§ What the task asks
Go through the records and show each line where the word "polo" occurs.

══════

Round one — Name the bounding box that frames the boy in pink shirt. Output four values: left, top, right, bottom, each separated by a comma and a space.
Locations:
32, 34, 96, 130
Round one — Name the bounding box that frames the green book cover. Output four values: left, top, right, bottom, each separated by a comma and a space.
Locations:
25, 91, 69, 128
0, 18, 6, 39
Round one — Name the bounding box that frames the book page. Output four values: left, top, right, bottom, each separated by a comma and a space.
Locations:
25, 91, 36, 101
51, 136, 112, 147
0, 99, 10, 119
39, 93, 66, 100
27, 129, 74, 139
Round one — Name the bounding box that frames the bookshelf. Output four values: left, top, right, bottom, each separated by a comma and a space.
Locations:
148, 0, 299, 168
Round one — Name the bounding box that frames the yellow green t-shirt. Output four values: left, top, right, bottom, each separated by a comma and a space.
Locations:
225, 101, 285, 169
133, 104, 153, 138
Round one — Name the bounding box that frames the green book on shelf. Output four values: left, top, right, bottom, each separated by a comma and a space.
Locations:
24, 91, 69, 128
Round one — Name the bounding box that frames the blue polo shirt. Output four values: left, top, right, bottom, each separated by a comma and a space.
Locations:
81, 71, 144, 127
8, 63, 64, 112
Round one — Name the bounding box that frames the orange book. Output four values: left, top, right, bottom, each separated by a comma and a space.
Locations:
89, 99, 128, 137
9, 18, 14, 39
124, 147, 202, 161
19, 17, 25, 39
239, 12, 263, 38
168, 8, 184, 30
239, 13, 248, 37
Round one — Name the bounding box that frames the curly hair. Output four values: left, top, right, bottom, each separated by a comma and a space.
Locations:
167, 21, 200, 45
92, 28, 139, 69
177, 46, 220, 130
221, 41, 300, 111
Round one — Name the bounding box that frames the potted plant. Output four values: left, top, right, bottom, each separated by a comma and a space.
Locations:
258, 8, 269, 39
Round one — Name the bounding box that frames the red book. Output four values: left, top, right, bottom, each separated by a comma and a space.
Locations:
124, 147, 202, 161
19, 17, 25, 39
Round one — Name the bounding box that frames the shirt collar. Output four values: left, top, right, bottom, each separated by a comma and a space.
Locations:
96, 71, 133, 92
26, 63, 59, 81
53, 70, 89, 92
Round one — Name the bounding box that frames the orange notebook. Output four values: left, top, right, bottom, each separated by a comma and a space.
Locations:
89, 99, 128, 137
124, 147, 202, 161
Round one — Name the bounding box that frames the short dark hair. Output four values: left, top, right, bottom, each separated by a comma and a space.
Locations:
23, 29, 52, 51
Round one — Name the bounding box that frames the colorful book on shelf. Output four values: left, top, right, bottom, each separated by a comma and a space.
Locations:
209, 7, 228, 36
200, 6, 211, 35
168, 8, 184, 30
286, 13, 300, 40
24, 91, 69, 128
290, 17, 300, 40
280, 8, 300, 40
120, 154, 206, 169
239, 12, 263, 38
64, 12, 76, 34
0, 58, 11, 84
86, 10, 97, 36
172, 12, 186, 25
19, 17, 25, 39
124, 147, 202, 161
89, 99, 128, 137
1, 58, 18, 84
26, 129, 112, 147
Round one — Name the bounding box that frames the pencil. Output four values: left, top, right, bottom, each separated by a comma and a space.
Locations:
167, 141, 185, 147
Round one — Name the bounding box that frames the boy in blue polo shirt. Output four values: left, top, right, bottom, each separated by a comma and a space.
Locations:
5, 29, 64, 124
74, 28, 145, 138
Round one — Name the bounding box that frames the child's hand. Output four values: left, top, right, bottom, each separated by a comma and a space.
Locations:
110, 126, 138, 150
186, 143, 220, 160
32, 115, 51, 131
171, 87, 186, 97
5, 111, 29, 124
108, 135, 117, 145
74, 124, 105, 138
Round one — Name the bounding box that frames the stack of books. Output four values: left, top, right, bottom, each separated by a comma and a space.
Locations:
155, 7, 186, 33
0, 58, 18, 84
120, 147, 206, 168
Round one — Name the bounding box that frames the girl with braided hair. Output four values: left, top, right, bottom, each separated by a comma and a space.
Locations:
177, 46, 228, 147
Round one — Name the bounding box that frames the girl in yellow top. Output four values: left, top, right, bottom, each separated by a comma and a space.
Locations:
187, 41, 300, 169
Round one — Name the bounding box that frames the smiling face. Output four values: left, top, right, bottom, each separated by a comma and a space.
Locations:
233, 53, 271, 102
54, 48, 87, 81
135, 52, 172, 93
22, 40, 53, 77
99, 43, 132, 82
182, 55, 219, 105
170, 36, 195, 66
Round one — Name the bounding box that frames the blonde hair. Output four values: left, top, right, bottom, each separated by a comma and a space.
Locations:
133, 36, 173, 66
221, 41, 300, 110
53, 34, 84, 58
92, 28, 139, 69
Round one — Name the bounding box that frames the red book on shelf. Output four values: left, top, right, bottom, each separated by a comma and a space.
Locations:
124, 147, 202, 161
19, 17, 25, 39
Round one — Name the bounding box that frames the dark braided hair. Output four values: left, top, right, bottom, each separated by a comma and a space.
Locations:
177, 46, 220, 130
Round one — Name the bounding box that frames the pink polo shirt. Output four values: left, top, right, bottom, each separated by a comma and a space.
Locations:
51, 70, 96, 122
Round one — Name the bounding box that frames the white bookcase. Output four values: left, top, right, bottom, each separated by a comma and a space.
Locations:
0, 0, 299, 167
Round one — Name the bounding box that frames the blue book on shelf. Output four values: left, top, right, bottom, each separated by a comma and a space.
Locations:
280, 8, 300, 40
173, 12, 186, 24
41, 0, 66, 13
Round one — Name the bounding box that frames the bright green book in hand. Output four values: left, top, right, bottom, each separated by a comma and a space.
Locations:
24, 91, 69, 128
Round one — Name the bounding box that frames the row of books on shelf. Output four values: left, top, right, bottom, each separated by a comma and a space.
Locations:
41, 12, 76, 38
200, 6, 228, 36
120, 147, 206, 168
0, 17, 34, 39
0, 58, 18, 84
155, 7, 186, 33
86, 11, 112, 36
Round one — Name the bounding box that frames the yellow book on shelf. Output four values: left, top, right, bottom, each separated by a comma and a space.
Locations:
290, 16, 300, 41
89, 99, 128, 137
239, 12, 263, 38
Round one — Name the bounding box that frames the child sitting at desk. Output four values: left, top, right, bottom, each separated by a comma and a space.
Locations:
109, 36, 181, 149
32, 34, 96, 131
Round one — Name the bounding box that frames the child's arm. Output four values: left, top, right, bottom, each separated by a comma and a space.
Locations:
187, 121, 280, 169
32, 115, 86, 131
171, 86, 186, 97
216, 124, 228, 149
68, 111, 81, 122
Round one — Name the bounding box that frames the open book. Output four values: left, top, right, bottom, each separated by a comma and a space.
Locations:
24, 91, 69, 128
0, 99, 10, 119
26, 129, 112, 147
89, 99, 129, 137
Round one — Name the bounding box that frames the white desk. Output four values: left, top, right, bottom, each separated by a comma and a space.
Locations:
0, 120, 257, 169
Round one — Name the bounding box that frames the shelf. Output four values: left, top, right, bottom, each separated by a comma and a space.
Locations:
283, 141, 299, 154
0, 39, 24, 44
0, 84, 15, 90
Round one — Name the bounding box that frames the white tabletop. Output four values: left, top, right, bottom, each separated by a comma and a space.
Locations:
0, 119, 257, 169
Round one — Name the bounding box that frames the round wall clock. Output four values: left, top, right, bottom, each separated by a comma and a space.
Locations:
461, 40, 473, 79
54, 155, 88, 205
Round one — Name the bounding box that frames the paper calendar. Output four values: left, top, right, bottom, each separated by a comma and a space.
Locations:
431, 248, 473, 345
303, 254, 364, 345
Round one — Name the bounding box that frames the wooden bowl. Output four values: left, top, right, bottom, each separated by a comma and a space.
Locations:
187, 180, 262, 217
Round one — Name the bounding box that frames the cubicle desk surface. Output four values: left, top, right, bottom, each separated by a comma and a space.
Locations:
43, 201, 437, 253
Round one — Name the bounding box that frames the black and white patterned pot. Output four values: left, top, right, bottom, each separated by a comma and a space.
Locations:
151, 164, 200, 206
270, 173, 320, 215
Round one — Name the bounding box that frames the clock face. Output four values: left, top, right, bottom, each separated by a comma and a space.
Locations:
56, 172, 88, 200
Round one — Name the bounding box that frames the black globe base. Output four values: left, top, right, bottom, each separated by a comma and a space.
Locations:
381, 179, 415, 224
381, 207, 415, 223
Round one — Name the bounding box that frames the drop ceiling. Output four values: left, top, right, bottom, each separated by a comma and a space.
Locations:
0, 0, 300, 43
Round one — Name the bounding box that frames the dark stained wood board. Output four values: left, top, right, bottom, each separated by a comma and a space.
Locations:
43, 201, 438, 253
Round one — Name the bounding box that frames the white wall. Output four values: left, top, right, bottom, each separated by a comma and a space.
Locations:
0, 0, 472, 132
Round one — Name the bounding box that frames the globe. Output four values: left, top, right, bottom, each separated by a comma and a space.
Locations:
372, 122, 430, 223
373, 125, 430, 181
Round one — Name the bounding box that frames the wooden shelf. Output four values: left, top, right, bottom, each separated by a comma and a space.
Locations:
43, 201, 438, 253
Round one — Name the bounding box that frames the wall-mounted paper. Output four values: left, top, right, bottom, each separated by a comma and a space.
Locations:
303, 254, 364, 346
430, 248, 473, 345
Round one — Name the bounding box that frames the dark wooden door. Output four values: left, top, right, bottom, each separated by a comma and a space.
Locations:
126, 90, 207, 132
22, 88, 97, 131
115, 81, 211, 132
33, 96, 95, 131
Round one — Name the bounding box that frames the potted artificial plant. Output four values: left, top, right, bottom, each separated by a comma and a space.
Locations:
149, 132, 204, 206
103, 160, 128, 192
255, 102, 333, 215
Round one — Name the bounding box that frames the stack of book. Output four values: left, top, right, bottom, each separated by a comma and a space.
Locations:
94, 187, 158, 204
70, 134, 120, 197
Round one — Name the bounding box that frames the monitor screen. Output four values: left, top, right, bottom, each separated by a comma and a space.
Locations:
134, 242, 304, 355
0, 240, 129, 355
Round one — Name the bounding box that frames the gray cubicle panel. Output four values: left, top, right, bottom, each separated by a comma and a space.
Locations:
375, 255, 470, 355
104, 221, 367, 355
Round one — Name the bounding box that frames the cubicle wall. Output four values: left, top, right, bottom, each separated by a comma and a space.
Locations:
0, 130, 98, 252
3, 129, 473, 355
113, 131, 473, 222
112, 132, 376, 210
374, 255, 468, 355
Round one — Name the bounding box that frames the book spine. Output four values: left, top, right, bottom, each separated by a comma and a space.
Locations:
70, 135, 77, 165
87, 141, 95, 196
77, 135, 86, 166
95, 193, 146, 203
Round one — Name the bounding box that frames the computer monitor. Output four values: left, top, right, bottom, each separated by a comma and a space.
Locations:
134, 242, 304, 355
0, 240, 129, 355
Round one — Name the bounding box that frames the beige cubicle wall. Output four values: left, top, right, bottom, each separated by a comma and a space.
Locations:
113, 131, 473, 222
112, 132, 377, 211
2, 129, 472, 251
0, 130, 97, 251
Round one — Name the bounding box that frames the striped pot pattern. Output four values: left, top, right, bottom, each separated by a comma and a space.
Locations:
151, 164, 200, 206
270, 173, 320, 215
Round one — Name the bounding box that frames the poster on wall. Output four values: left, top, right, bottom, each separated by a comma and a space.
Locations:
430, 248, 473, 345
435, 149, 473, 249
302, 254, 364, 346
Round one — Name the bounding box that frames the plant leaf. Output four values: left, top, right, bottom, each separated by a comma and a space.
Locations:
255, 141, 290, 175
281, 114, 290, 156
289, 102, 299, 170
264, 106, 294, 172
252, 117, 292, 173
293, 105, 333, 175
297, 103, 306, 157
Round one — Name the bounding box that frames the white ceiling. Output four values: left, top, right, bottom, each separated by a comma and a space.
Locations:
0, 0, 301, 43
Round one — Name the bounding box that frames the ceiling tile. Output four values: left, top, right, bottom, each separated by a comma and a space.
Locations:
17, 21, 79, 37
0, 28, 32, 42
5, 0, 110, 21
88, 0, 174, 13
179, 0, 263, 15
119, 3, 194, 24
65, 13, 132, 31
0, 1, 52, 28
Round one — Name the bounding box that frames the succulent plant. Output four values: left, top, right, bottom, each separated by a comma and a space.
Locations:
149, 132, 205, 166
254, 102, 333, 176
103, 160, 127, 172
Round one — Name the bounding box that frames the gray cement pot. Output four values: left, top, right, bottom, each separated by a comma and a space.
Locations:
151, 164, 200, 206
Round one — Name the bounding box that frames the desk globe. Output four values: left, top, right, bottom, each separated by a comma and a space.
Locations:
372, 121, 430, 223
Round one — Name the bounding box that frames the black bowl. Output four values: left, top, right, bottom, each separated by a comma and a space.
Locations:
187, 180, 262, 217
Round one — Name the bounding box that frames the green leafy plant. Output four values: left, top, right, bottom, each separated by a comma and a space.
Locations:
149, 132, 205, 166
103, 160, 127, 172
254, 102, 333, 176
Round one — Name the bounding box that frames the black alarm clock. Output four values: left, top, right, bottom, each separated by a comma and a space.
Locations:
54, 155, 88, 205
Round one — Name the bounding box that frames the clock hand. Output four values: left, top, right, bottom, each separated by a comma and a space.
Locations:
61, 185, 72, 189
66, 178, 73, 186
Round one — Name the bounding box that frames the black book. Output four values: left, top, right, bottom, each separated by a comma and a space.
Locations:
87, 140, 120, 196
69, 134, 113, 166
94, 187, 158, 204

══════

§ Reply to the task
Round one — Name the bounding box that frames the blue polo shirt. Output four values: left, top, right, bottom, each separated by a comma and a space.
Round one — Name the bounding box that frames the boy in blue polo shirt. Output four values: left, top, right, bottom, each separated by a comma and a space.
Round one — Name the bounding box that frames the pink polo shirt. Output four values: left, top, right, bottom, each separated by a comma and a space.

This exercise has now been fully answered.